** START Reading passage **

However, his story had some bumps in the road. Trading live did not work out so well for him initially and after a few years he took a job at a trading firm. He worked at the firm until he hammered out the bugs in his system.

Here's my theory. I think while working at the firm he had unlimited access to probably well over a hundred thousand dollars worth of historical data that spanned decades. Using this resource he was able to find the flaws in his system and get firing on all eight cylinders. Then he left his job and most likely took a copy of their data with him. Of course, it didn't take long after that before he was able to buy his own data.

It's HF market wizards, chapter 5. I recently re-read this.

For me the most interesting part of this story is that he is probably more secretive than anyone else in the book about what he does, and I found the description of what he did pretty intruging. So he's doing some kind of non linear analysis, or linear analysis on derivations of observable data like price, but on effects that work across markets, and also on effects that have persisted for some kind.

So quite different from the normal data mining approach I'm so skeptical about.

By the way I'm not sure what "a hundred thousand dollars worth" of data actually means, or meant in the past. Nowadays you could get that data for free. The normal model for getting data is a subscription model, which means you might be paying up to $500K a month to get tick level data from every exchange in the world, but the value of that data is hard to quantify.

GAT
 
how could you find what the author does intriguing if all you know is that he applied some "non linear, or linear analysis on derivatives of price". Thats like Ferrari revealing its new concept car and telling the press that it has an engine and 4 wheels.

It's HF market wizards, chapter 5. I recently re-read this.

For me the most interesting part of this story is that he is probably more secretive than anyone else in the book about what he does, and I found the description of what he did pretty intruging. So he's doing some kind of non linear analysis, or linear analysis on derivations of observable data like price, but on effects that work across markets, and also on effects that have persisted for some kind.

** END Reading passage **
** START Exercise data **

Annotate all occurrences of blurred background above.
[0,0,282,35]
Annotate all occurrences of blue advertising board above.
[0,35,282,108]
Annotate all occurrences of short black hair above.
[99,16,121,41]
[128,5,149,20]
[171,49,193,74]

** END Exercise data **

■ **Stated task 1**: Can you reproduce the discussion about the trader's secretive system word for word, in full?
■ **Stated task 2**: Can you put the saved data rows into a numbered list, beginning at the row that has "Annotate all occurrences of blue" and ending with the last row, leaving out any blank lines?

■ **Task response 1**:
However, his story had some bumps in the road. Trading live did not work out so well for him initially and after a few years he took a job at a trading firm. He worked at the firm until he hammered out the bugs in his system.

Here's my theory. I think while working at the firm he had unlimited access to probably well over a hundred thousand dollars worth of historical data that spanned decades. Using this resource he was able to find the flaws in his system and get firing on all eight cylinders. Then he left his job and most likely took a copy of their data with him. Of course, it didn't take long after that before he was able to buy his own data.

It's HF market wizards, chapter 5. I recently re-read this.

For me the most interesting part of this story is that he is probably more secretive than anyone else in the book about what he does, and I found the description of what he did pretty intruging. So he's doing some kind of non linear analysis, or linear analysis on derivations of observable data like price, but on effects that work across markets, and also on effects that have persisted for some kind.

So quite different from the normal data mining approach I'm so skeptical about.

By the way I'm not sure what "a hundred thousand dollars worth" of data actually means, or meant in the past. Nowadays you could get that data for free. The normal model for getting data is a subscription model, which means you might be paying up to $500K a month to get tick level data from every exchange in the world, but the value of that data is hard to quantify.

GAT
 
how could you find what the author does intriguing if all you know is that he applied some "non linear, or linear analysis on derivatives of price". Thats like Ferrari revealing its new concept car and telling the press that it has an engine and 4 wheels.

It's HF market wizards, chapter 5. I recently re-read this.

For me the most interesting part of this story is that he is probably more secretive than anyone else in the book about what he does, and I found the description of what he did pretty intruging. So he's doing some kind of non linear analysis, or linear analysis on derivations of observable data like price, but on effects that work across markets, and also on effects that have persisted for some kind.

■ **Task response 2**:
1. Annotate all occurrences of blue advertising board above.
2. [0,35,282,108]
3. Annotate all occurrences of short black hair above.
4. [99,16,121,41]
5. [128,5,149,20]
6. [171,49,193,74]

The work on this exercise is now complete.